(Detection annotation records)
_ _ _ _ _ _ _

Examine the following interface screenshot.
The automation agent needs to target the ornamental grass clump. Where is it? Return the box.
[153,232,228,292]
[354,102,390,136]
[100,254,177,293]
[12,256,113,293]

_ _ _ _ _ _ _

Quote every line of the records above verbatim.

CORRECT OUTPUT:
Examine the following interface screenshot.
The automation agent needs to target the ornamental grass clump. Where is it? Return the box.
[153,232,228,292]
[354,102,390,136]
[100,254,177,293]
[12,256,113,293]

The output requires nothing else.